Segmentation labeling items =
————

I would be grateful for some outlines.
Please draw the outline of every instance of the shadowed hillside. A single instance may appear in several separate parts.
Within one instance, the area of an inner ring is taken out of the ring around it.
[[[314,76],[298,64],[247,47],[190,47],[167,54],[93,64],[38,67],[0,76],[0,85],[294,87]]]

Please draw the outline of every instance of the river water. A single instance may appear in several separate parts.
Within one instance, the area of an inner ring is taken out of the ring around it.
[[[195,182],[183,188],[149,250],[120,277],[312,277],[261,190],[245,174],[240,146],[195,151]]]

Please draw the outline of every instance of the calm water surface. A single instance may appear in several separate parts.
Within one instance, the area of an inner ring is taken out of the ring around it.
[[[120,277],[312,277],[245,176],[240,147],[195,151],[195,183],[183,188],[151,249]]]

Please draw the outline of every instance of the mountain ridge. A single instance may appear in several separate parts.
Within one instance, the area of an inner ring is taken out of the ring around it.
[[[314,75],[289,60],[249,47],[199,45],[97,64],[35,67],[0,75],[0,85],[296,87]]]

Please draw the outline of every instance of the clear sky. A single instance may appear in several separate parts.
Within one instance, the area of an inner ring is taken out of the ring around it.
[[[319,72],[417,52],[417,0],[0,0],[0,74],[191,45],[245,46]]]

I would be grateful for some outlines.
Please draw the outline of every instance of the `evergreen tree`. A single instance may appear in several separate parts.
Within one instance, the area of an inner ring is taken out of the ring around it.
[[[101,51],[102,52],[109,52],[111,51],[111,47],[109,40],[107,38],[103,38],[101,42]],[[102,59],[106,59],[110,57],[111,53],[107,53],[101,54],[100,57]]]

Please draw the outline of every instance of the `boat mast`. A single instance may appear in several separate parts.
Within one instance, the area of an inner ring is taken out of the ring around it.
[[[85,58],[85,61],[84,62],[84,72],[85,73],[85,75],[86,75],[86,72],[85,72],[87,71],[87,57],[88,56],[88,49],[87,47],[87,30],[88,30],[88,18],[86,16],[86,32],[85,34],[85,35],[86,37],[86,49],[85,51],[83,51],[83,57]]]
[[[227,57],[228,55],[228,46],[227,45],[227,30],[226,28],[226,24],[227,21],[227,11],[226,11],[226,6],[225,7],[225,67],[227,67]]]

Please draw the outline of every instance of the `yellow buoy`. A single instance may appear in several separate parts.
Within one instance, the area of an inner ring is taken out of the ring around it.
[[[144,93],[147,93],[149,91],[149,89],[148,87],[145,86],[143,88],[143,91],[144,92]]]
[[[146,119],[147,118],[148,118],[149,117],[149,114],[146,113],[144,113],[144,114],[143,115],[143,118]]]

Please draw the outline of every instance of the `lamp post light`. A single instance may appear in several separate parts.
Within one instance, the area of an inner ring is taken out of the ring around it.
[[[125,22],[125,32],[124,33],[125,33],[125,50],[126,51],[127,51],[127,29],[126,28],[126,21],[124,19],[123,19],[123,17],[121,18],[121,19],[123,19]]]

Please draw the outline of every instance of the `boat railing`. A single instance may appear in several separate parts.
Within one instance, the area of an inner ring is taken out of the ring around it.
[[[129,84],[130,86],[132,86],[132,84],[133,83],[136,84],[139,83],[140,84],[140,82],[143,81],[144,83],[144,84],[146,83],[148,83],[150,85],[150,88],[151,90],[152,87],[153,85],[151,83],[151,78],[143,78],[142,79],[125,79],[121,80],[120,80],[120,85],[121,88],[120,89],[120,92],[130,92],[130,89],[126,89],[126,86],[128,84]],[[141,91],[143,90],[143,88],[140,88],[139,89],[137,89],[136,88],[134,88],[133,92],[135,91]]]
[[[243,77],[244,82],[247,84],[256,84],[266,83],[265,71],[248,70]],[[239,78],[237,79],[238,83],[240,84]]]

————

PROBLEM DESCRIPTION =
Convert the items above into a two-column CSV with the headers instruction and outline, giving one row to each item. Put an item's text and its answer each in a single quoted field, replacing line breaks with spaces.

FULL RESPONSE =
instruction,outline
"I would be grateful for some outlines. Please draw the outline of every instance of the shadowed hillside. A single instance may appear in several separate parts. Within one instance, the area of an inner ring is taken out of the ring around it.","[[[314,76],[298,64],[247,47],[190,47],[167,54],[93,64],[38,67],[0,76],[0,85],[294,87]]]"
"Please draw the outline of every instance of the river water. A single instance may appear in several separate parts. Within one instance, the area of an inner ring is taken out of the ring around it.","[[[195,182],[183,188],[149,250],[120,277],[312,277],[261,190],[245,174],[240,146],[195,151]]]"
"Please draw the outline of every instance of the calm water surface. A single instance may appear in several separate parts. Within one instance, the area of an inner ring is taken out of the ring around it.","[[[120,277],[312,277],[245,176],[240,147],[195,151],[195,183],[183,188],[151,249]]]"
"Please draw the outline of every instance of the mountain ridge. A single instance may appear in several separate parts. Within one instance, the area of an inner ring is taken out of the ring around it.","[[[314,75],[289,60],[249,47],[199,45],[97,64],[35,67],[0,75],[0,85],[296,87]]]"
"Please draw the outline of every instance of the clear sky. A single instance may appear in several separate parts. Within one instance, the area of an inner ring is taken out of the ring around it.","[[[319,72],[417,52],[417,0],[0,0],[0,74],[191,45],[245,46]]]"
"I would be grateful for some outlines. Please draw the outline of every instance of the `evergreen tree`. A single instance may appear in several separate parts. Within one instance, the area of an inner ring is taken out of the ring around it.","[[[101,51],[102,52],[109,52],[111,51],[111,47],[109,40],[107,38],[103,38],[101,42]],[[102,59],[106,59],[110,57],[111,53],[107,53],[101,54],[100,57]]]"
"Please draw the outline of every instance of the `boat mast`. A single instance may appear in several separate parts. Within one instance, the area of an inner ring is taken out of the ring around it.","[[[85,58],[85,61],[84,62],[84,72],[85,73],[85,75],[86,75],[86,72],[85,72],[87,71],[87,57],[88,56],[88,49],[87,47],[87,30],[88,30],[88,18],[86,16],[86,32],[85,34],[85,35],[86,37],[86,49],[85,51],[83,51],[83,57]]] [[[227,57],[228,55],[228,46],[227,45],[227,30],[226,28],[226,24],[227,21],[227,11],[226,11],[226,6],[225,7],[225,67],[227,67]]]"
"Please draw the outline of every instance of the `yellow buoy`. A single instance may appear in several separate parts. Within one instance, the area of an inner ring is taken out of the ring around it.","[[[144,93],[147,93],[149,91],[149,89],[148,87],[145,86],[143,88],[143,91],[144,92]]] [[[146,119],[147,118],[148,118],[149,117],[149,114],[146,113],[144,113],[144,114],[143,115],[143,118]]]"
"Please draw the outline of every instance of the `lamp post light`. A single instance may appear in several separate parts. Within one instance, the area of an inner ring is taken out of the ring around it.","[[[125,22],[125,32],[124,33],[125,33],[125,50],[126,51],[127,51],[127,29],[126,28],[126,21],[124,19],[123,19],[123,17],[121,18],[121,19],[123,19]]]"
"Please draw the outline of every instance of the `boat railing`. A single instance may appear in several separate parts. Within one instance, the area of an inner ring is taken out of the ring around it.","[[[129,84],[130,86],[132,86],[132,84],[133,83],[136,84],[139,83],[140,84],[140,82],[143,81],[144,83],[144,84],[146,83],[148,83],[150,85],[150,88],[151,90],[152,87],[153,85],[151,83],[151,78],[143,78],[142,79],[125,79],[121,80],[120,80],[120,85],[121,88],[120,89],[120,92],[130,92],[130,89],[126,89],[126,86],[128,84]],[[141,91],[143,90],[143,88],[140,88],[139,89],[137,89],[136,88],[134,88],[133,92],[135,91]]] [[[243,77],[244,82],[247,84],[256,84],[266,83],[265,71],[248,70]],[[239,78],[237,79],[238,83],[240,84]]]"